## Work to complete
Quote, without any change, the line that contains "Put one marker on each instance of the blurred" and all lines that follow it to the end of the data below.
:: Records shown ::
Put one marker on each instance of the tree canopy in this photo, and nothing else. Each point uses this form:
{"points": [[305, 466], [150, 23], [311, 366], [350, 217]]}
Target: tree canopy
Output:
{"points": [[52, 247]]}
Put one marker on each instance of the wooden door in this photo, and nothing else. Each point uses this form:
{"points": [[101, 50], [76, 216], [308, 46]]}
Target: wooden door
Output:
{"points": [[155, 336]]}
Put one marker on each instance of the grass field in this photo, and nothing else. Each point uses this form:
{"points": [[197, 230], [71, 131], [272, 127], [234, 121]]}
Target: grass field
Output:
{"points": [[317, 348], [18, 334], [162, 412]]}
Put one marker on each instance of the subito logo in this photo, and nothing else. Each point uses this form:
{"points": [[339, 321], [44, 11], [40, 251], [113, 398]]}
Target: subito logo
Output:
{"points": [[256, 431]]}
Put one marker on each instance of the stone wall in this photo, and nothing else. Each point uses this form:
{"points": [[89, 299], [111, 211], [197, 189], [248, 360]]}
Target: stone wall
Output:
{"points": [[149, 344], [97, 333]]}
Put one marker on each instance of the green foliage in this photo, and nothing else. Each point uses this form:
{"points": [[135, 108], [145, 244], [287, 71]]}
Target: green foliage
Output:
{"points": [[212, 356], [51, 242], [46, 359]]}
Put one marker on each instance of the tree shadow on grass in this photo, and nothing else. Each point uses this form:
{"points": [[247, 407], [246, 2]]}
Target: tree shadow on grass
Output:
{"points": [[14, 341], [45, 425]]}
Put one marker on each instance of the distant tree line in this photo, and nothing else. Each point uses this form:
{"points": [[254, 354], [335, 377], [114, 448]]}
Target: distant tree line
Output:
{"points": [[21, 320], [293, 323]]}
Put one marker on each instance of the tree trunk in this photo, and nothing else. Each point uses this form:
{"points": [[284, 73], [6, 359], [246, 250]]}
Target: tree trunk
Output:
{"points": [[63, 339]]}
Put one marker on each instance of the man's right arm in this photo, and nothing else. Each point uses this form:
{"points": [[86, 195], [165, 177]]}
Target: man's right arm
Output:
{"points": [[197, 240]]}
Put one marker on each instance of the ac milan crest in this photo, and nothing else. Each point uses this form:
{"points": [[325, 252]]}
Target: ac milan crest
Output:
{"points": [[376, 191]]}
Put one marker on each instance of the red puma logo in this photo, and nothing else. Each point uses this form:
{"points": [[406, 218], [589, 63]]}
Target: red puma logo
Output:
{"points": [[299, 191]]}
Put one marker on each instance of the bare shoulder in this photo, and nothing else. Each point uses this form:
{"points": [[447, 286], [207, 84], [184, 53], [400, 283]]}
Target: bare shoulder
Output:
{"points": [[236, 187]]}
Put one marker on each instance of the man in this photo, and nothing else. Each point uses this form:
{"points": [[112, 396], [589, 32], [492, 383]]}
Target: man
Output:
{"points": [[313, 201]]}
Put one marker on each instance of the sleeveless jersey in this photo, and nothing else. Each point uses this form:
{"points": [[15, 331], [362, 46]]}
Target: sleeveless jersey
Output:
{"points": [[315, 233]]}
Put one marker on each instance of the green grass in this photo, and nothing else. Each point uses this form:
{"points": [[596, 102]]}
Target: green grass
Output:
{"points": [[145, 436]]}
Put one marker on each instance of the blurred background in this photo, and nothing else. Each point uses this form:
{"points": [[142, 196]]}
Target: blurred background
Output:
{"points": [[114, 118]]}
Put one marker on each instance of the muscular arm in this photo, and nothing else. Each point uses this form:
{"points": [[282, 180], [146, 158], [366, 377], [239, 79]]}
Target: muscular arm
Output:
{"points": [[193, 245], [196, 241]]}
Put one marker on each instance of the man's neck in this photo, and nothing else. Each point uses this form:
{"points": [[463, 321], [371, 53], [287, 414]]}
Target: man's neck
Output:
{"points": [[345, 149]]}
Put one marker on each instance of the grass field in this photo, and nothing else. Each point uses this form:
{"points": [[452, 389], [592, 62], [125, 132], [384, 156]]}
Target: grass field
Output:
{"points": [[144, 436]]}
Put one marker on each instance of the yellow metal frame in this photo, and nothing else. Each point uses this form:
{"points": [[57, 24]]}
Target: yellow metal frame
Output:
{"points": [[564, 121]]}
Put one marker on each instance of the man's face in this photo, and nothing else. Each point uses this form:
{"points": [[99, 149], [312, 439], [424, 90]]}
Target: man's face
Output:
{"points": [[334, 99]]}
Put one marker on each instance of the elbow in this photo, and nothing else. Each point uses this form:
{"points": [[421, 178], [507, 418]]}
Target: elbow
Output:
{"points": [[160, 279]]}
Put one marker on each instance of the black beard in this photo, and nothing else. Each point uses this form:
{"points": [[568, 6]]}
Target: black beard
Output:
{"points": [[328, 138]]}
:::
## Final result
Put one marker on each instance of the blurred background in this photo, and nothing else. Each point uses this form:
{"points": [[142, 196]]}
Target: blurred background
Output:
{"points": [[114, 118]]}
Put one marker on each instance of the muscular arm in this photo, and nothing else. Each point uses this form:
{"points": [[282, 180], [146, 158], [366, 377], [239, 79]]}
Target: muscular arm
Output:
{"points": [[193, 245], [196, 241]]}
Put one marker on each instance of the man's neck in this photo, and nothing else. Each point uses this form:
{"points": [[463, 321], [371, 53], [287, 414]]}
Target: man's neck
Output:
{"points": [[345, 149]]}
Put one marker on each instance of the grass field in this photo, and nothing else. Each point uses this form:
{"points": [[452, 389], [592, 62], [125, 132], [384, 156]]}
Target: grass field
Output:
{"points": [[144, 436]]}
Put one marker on each instance of the yellow metal frame in this photo, and nothing else. Each point uses this form:
{"points": [[57, 24]]}
Target: yellow metal frame
Output:
{"points": [[564, 121]]}
Put one marker on each instance of the man's face in this photo, and nothing else. Each point uses this form:
{"points": [[99, 149], [312, 439], [424, 90]]}
Target: man's face
Output:
{"points": [[334, 99]]}
Put one marker on each instance of the elbow in this photo, and nothing else. Each point uses this form:
{"points": [[421, 178], [507, 418]]}
Target: elbow
Output:
{"points": [[160, 279]]}
Put one marker on each instance of the black beard in this photo, and nothing else. Each point uses this form:
{"points": [[568, 6]]}
Target: black beard
Output:
{"points": [[328, 138]]}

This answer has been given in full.